(Box-labeled dataset extracts)
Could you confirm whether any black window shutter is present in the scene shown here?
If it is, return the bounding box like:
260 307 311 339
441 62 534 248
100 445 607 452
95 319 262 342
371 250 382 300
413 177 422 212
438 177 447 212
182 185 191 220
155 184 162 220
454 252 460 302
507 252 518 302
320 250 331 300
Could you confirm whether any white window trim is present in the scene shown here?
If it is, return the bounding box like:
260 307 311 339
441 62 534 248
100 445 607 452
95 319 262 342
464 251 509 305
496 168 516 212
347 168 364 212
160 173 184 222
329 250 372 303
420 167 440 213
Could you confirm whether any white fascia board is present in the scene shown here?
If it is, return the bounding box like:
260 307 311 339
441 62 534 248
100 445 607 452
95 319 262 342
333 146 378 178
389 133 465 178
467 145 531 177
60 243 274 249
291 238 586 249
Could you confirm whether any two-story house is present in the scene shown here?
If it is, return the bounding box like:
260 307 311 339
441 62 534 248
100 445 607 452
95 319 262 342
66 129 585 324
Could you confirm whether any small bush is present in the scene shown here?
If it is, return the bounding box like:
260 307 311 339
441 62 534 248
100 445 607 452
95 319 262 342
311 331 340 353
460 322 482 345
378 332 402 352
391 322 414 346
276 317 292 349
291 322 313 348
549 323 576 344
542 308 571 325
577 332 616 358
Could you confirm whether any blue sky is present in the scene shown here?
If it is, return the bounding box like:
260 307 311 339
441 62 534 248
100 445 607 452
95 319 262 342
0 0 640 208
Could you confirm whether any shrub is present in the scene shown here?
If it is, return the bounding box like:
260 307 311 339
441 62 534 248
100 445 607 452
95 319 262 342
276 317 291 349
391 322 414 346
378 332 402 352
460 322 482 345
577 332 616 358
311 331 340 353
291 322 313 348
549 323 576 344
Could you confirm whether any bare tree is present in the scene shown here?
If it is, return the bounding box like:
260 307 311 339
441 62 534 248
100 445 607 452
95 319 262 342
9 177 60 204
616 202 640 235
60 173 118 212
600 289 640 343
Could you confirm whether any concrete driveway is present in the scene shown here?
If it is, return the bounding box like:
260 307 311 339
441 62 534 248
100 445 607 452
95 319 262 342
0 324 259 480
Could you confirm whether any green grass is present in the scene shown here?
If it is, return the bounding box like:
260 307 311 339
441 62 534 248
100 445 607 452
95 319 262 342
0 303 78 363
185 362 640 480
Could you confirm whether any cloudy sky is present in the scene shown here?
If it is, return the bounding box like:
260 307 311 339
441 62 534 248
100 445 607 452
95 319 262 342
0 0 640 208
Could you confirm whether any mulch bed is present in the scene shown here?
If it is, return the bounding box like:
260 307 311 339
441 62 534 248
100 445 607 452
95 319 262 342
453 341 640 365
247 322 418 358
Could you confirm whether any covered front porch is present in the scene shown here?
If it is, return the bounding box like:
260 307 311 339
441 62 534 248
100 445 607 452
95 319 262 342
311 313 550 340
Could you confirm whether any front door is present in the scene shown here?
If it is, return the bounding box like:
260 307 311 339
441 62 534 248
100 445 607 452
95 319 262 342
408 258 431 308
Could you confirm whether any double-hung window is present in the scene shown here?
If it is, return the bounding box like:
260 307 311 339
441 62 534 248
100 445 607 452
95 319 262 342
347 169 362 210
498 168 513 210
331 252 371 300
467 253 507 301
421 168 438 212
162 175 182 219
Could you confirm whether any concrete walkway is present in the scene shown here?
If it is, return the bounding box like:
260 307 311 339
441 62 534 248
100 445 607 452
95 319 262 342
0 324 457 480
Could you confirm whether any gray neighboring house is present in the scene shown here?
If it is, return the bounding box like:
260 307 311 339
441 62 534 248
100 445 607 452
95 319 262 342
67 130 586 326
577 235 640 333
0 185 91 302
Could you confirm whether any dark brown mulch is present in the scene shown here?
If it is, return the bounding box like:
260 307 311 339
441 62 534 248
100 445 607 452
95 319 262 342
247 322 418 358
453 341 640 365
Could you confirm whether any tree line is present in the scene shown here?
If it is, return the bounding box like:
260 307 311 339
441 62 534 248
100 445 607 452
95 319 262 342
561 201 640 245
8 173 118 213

Short exercise:
Rewrite the lines of the listing from the one containing "Could you confirm whether any tree" through the end of the listing, replacing "tree line" with "hedgerow" and leaving everything else unchanged.

Output of the exercise:
Could you confirm whether any hedgerow is present in the scene shown here?
If it is, return the bounding box like:
260 307 311 339
441 62 534 248
100 445 607 452
95 319 262 342
561 201 640 245
8 173 118 213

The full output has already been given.